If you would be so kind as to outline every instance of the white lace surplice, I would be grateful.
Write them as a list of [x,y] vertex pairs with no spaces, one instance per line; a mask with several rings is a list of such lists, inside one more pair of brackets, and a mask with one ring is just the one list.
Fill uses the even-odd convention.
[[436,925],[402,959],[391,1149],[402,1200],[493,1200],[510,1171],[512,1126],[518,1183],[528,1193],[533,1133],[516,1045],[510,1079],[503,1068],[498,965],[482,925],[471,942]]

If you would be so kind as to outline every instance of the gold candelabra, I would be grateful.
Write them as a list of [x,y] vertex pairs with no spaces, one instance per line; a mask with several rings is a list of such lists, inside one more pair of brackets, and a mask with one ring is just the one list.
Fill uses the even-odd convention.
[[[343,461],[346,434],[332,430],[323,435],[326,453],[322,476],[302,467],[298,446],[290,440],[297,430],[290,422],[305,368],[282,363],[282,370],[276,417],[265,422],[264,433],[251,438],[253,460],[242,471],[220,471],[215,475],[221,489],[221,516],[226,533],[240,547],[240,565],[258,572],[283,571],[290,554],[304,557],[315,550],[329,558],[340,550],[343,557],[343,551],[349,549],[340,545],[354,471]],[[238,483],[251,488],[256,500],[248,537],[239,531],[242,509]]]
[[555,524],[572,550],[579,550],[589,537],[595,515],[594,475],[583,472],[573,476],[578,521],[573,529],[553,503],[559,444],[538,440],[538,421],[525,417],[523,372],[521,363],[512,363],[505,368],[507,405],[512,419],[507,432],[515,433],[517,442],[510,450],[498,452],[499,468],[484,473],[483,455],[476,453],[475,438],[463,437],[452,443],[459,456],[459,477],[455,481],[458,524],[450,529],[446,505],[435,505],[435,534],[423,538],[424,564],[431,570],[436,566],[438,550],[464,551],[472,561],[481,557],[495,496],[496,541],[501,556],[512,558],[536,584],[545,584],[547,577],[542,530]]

::::::::::

Your answer must be the full set of records above, reproduced exactly.

Answer space
If you would be so kind as to outline every instance of the white lace surplice, I would be grateful.
Write them as a list of [x,y] vertex pairs with no spaces, one instance per line; a mask with several rings is a list of such lists, inside one more pair of brackets, and a mask with one ring is just the one list.
Fill uses the even-odd convention.
[[436,925],[402,959],[391,1149],[402,1200],[493,1200],[510,1171],[512,1126],[518,1183],[528,1193],[533,1133],[516,1045],[510,1079],[503,1068],[498,965],[482,925],[471,942]]

If you would be so kind as to outline every instance of the gold candelabra, I would be grateful.
Write them as a list of [x,y] vertex pairs with no spaces, one instance per line; a mask with several rings is a list of such lists, inside one more pair of brackets, and a mask with one ring is just the one list.
Fill uses the even-odd convention.
[[[343,461],[346,434],[332,430],[323,435],[326,453],[322,476],[302,467],[298,446],[290,440],[297,430],[290,422],[305,368],[282,363],[282,370],[276,417],[265,422],[264,433],[251,438],[253,460],[242,471],[220,471],[215,475],[221,489],[221,516],[226,533],[240,547],[240,565],[258,572],[283,571],[290,554],[304,557],[315,550],[329,558],[340,550],[343,557],[343,551],[349,549],[340,545],[354,471]],[[238,483],[251,488],[256,500],[248,537],[239,531],[242,509]]]
[[555,524],[572,550],[579,550],[589,537],[595,515],[594,475],[583,472],[573,476],[578,521],[573,529],[553,503],[559,444],[538,440],[538,421],[525,417],[523,372],[521,363],[512,363],[505,368],[507,405],[512,419],[507,432],[515,433],[517,442],[510,450],[498,452],[499,468],[484,473],[483,455],[476,453],[475,438],[463,437],[452,443],[459,456],[459,477],[455,481],[458,524],[450,529],[446,505],[435,505],[435,534],[423,538],[424,564],[431,570],[436,566],[438,550],[464,551],[472,561],[481,557],[495,496],[496,541],[501,556],[512,558],[536,584],[545,584],[547,577],[542,530]]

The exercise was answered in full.